Work order
Can you transcribe the article on DeSantis and unemployment benefits word for word, from "According to the" up to and including "to fire back."?

Document section
Ron DeSantis faces backlash as pandemic rages in Florida
Ron DeSantis (Photo: Screen capture)

Florida Gov. Ron DeSantis is adamantly refusing to consider increasing unemployment benefits in his state as many workers are still struggling due to the impact of the COVID-19 pandemic.

During a news conference held on Friday, April 16, the Republican governor was asked about the possibility of him supporting an increase in unemployment benefits, reports The Tampa Bay Times. Currently, the state is paying unemployed workers $275 per week, an amount considered to be one of the lowest in the United States. While state lawmakers insist the amount is not substantial, DeSantis made it clear that he has a different take.

According to the governor, $275 is enough and he has no intention to support an increase. "Increase benefits?" he said. "Look, no, I think we're getting people back to work." When asked a second time, DeSantis doubled down on his take. "Our unemployment is what it is. It's fine," he said. "The federal government obviously is putting in a lot of money."

The Florida governor also argued that his goal is to get people back to work although the pandemic continues to spread in his state. Despite DeSantis' take, Florida's unemployment benefits are severely underwhelming as it is only equivalent to approximately $6.87 per hour. In wake of the governor's latest remarks, lawmakers and critics have taken to Twitter to fire back.

Stored data entries:

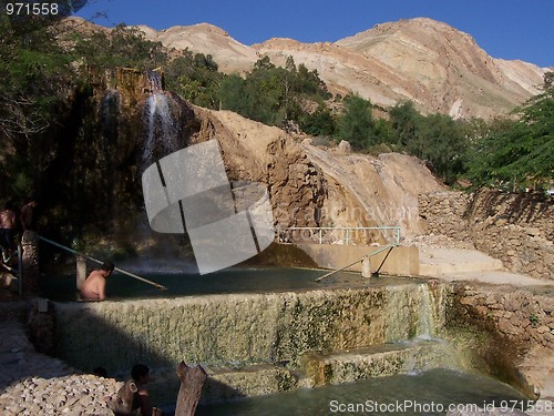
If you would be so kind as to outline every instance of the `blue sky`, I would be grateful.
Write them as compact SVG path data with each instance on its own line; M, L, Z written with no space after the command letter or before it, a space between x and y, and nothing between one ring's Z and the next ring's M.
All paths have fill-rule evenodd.
M377 23L425 17L470 33L494 58L554 67L553 0L90 0L78 16L154 29L215 24L245 44L336 41Z

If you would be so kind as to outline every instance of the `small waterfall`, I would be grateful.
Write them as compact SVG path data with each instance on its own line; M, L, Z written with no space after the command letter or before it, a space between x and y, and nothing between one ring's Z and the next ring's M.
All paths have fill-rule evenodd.
M421 306L419 311L420 339L433 339L437 335L437 308L432 291L429 285L420 285Z
M148 71L147 79L151 94L144 105L146 124L142 154L144 168L178 149L177 126L171 111L171 95L163 91L162 77Z

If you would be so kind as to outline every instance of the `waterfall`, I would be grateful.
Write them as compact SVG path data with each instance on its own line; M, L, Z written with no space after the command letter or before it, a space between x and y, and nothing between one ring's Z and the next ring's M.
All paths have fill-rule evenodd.
M171 111L171 95L162 89L158 72L148 71L151 94L144 105L146 133L142 153L144 168L178 149L177 126Z
M433 339L437 335L437 310L434 296L429 285L420 285L421 305L419 311L419 335L421 339Z

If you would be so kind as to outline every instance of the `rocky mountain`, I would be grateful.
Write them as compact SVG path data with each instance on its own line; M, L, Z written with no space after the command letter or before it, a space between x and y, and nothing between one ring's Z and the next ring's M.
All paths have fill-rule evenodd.
M552 70L494 59L470 34L427 18L377 24L335 43L270 39L252 47L207 23L140 28L166 47L212 54L224 72L248 71L264 55L284 65L291 55L334 93L356 92L381 106L413 100L422 112L455 118L506 113L536 94Z

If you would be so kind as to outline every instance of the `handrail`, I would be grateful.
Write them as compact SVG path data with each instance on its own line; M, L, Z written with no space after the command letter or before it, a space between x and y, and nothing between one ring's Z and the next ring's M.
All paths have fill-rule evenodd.
M368 258L369 258L369 257L372 257L372 256L375 256L376 254L382 253L383 251L389 250L389 248L393 248L393 247L396 247L396 246L397 246L397 244L388 244L388 245L384 245L384 246L382 246L381 248L379 248L379 250L375 251L373 253L371 253L370 255L365 255L363 257L361 257L360 260L357 260L357 261L356 261L356 262L353 262L353 263L350 263L350 264L348 264L348 265L346 265L346 266L343 266L343 267L340 267L340 268L334 270L332 272L329 272L329 273L327 273L327 274L324 274L322 276L319 276L318 278L316 278L316 282L321 282L324 278L329 277L329 276L332 276L335 273L342 272L343 270L346 270L346 268L348 268L348 267L353 266L356 263L362 262L362 261L363 261L363 258L366 258L366 257L368 257Z
M346 244L349 242L350 231L367 231L367 230L394 230L396 231L396 245L400 244L400 231L398 225L383 225L383 226L287 226L278 227L277 231L319 231L319 244L322 244L322 231L346 231Z
M65 250L66 252L71 253L71 254L74 254L74 255L78 255L78 256L81 256L81 257L84 257L86 260L90 260L91 262L94 262L94 263L98 263L98 264L103 264L104 262L102 262L101 260L98 260L98 258L94 258L94 257L91 257L89 255L85 255L85 254L82 254L82 253L79 253L70 247L66 247L62 244L59 244L52 240L48 240L41 235L39 235L39 239L42 240L43 242L48 243L48 244L51 244L53 245L54 247L58 247L58 248L62 248L62 250ZM130 277L133 277L133 278L136 278L137 281L141 281L141 282L144 282L144 283L147 283L152 286L155 286L157 288L162 288L162 290L165 290L167 287L165 287L164 285L161 285L160 283L156 283L156 282L152 282L152 281L148 281L147 278L144 278L144 277L141 277L134 273L131 273L131 272L127 272L127 271L124 271L123 268L120 268L120 267L114 267L114 271L116 272L120 272L122 274L125 274Z

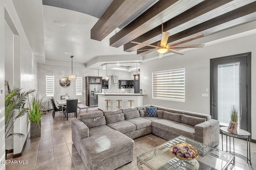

Output
According to the governor, $275 is enough and he has no intention to support an increase. "Increase benefits?" he said. "Look, no, I think we're getting people back to work." When asked a second time, DeSantis doubled down on his take. "Our unemployment is what it is. It's fine," he said. "The federal government obviously is putting in a lot of money."

The Florida governor also argued that his goal is to get people back to work although the pandemic continues to spread in his state. Despite DeSantis' take, Florida's unemployment benefits are severely underwhelming as it is only equivalent to approximately $6.87 per hour. In wake of the governor's latest remarks, lawmakers and critics have taken to Twitter to fire back.